#### [TEXT SECTION]
▼▼▼

Ninth BrANCA reading group: Voicing the Non-Human
University of Birmingham, 29th June 2018, 1-5pm
The ninth British Association of Nineteenth-Century Americanists (BrANCA) reading group will be held at the University of Birmingham, 29th June 2018.
Among America’s most potent myths and symbols are an array of animal and non-human presences: from its national animal, the bald eagle, to the elusive white whale, Br’er Rabbit, the birds, flies, and dogs of Emily Dickinson’s poetry, and, more recently, King Kong, Mickey Mouse and a whole panoply of Muppets. But to what extent is America interested in the non-human as non-human? Are the non-humans of American literature always performing in ways that exceed their status as non-human? In what ways do the American writers of the nineteenth century approach, or exhibit a sympathy with, such animals on their own terms? Is such an approach possible? Questions like these have been explored in the flourishing field of animal studies, perhaps most famously by writers like Donna Haraway – in When Species Meet (2007) and Staying with the Trouble (2016) – and Timothy Morton – in Humankind: Solidarity with Non-Human Peoples (2017) – seeking to consider ways in which human-non-human coexistence is possible in a world afflicted by ongoing ecological devastation.

▲▲▲

#### [ENTRIES SUPPLIED]
▼▼▼

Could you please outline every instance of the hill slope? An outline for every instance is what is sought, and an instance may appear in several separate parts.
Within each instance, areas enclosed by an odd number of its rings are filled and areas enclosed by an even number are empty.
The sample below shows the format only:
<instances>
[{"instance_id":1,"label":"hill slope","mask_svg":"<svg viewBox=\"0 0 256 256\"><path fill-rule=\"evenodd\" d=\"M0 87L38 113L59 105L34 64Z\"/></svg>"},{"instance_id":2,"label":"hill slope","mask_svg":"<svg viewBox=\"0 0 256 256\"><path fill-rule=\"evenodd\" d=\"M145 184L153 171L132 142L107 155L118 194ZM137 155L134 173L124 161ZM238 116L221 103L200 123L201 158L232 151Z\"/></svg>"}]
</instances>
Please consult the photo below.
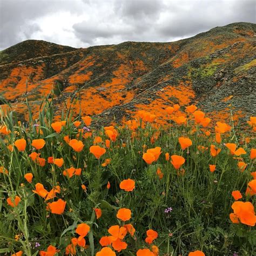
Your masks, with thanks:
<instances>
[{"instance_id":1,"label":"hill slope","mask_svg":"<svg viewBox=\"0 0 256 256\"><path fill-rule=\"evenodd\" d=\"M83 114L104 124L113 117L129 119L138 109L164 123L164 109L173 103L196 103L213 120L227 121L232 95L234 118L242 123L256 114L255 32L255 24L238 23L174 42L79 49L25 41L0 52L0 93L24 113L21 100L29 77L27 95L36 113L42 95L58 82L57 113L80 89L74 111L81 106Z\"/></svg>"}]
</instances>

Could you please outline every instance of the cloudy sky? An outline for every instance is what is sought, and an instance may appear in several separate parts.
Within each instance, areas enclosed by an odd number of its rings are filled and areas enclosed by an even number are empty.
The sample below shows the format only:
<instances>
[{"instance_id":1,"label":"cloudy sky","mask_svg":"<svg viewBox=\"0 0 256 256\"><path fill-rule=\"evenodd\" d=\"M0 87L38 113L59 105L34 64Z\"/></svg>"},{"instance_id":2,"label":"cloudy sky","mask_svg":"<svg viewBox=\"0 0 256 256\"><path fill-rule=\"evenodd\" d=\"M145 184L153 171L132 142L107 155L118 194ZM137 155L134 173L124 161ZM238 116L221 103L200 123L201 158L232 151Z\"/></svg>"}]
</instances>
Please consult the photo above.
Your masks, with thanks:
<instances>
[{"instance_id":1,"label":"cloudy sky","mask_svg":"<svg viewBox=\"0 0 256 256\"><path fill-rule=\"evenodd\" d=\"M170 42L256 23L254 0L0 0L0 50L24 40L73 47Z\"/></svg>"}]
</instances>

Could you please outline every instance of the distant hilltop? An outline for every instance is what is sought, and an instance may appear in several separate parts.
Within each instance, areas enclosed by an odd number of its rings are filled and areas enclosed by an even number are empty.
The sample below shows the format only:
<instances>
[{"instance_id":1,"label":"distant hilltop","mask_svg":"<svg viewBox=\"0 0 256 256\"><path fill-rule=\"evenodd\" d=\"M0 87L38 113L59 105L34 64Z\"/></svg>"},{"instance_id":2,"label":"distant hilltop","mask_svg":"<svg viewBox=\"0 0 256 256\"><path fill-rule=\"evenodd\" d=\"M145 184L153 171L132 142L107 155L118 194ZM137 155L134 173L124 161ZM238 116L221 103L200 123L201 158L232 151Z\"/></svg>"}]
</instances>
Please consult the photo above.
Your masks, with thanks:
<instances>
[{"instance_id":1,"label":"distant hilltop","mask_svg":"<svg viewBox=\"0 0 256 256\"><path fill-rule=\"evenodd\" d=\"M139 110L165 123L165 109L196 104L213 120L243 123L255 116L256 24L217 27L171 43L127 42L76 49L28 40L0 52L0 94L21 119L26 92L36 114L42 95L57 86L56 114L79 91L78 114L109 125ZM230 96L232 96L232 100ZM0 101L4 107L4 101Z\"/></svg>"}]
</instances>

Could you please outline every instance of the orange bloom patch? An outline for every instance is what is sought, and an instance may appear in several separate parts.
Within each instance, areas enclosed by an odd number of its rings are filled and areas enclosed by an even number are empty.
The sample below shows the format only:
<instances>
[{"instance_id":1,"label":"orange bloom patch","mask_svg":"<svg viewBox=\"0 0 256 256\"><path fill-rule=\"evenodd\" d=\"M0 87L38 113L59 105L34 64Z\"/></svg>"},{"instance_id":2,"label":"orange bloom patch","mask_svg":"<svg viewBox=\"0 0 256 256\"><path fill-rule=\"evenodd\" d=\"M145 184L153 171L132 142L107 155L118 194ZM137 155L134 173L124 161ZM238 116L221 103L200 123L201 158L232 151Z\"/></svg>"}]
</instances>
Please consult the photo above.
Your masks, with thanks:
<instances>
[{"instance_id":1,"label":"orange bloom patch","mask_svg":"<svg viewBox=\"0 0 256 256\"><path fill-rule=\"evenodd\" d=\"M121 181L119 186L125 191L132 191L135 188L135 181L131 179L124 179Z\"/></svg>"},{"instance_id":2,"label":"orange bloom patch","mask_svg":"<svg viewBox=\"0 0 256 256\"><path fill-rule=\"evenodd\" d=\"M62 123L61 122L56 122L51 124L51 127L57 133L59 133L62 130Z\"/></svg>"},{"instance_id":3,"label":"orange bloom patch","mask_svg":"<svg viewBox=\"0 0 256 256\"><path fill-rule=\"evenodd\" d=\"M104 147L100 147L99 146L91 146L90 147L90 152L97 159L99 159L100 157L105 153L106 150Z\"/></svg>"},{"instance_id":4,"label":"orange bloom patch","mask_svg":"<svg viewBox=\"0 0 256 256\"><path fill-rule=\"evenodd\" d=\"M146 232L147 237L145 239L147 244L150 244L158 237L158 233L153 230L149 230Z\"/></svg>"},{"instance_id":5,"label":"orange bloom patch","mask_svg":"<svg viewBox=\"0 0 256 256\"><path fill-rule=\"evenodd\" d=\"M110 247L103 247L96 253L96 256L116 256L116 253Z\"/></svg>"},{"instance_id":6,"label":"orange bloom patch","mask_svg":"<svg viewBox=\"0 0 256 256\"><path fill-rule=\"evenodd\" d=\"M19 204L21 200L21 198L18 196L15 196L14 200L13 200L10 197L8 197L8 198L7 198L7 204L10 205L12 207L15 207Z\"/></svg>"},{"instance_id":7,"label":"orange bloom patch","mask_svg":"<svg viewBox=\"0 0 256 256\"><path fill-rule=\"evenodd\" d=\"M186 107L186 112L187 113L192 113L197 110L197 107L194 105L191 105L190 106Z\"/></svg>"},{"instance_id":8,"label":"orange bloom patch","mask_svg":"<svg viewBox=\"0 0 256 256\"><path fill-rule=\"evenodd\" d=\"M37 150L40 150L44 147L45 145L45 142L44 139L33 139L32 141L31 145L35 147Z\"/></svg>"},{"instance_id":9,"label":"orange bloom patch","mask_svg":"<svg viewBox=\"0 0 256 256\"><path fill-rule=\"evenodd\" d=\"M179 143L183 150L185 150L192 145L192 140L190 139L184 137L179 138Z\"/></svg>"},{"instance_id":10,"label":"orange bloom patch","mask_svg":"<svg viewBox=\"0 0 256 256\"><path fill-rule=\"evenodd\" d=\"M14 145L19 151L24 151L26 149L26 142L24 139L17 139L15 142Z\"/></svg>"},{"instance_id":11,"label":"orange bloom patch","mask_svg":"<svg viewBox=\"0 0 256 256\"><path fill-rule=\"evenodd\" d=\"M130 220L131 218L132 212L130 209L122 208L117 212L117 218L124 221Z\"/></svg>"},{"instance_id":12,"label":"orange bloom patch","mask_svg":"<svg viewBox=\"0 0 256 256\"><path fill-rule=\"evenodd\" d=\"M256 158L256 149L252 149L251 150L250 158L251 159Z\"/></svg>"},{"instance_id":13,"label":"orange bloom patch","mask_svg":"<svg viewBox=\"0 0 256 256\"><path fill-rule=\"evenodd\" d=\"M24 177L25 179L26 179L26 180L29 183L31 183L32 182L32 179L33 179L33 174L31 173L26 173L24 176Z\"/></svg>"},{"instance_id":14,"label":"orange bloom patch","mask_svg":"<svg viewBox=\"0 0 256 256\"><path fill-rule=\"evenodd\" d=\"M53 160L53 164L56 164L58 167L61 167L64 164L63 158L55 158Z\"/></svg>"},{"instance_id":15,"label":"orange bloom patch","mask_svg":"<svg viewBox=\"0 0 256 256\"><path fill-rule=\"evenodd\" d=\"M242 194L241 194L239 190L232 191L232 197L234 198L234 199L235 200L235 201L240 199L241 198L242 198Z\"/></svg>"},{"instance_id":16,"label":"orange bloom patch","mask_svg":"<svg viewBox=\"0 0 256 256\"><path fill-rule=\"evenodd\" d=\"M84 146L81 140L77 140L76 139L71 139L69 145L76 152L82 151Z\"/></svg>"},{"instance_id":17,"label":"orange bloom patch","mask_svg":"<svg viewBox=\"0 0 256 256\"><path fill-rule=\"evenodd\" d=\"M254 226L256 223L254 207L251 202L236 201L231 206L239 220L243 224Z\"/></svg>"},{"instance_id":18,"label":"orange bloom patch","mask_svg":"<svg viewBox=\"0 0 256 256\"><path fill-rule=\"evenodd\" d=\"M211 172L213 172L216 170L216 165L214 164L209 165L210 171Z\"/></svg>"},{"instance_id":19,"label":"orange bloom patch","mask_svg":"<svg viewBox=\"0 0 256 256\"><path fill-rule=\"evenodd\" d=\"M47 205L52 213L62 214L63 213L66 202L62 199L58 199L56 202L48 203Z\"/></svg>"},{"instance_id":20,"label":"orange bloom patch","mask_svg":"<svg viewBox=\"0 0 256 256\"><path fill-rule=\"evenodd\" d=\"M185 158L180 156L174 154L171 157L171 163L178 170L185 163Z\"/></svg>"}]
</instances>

▲▲▲

#### [SET TASK 1]
In the reading group announcement, which animal is named as America's national animal?
#### [SET TASK 2]
Carry the reading group announcement forward from its last sentence.
The records above are separate material from the reading group announcement.

#### [RIGHT ANSWER 1]
The bald eagle.

#### [RIGHT ANSWER 2]
This BrANCA reading group will explore the presence of the non-human and nineteenth-century efforts to present and give voice to the non-human figures and presences. Framed by Harriet Beecher Stowe’s essay ‘The Rights of Dumb Animals’, published in Hearth and Home in 1869 and reprinted in an animal rights magazine, Our Dumb Animals we will discuss the ways in which American writers justified the rights – or the sentience – of non-humans. We will also discuss some excerpts and short pieces of fiction and poetry in which the non-human is a central presence, and whether they can teach us anything about either how to give voice to the non-human or if – more challengingly – they present alternatively epistemological or ontological positions by which our own engagement with the non-human might be restaged; or is it the case that they once more re-inscribe anthropocentrism as our de facto, and only available, vantage point?
- Charles Chesnutt, ‘Po’ Sandy’ and ‘The Goophered Grapevine’ (1899)
- Mary E. Wilkins Freeman, ‘The Parrot’ (1900)
- Herman Melville, ‘Squid’ and ‘The Grand Armada’, from Moby-Dick (1851)
- Harriet Beecher Stowe, ‘The Rights of Dumb Animals’ (1869)
- Walt Whitman, verses 31 and 32 from Song of Myself (1892 version) and ‘The World Below the Brine’ (1881 version)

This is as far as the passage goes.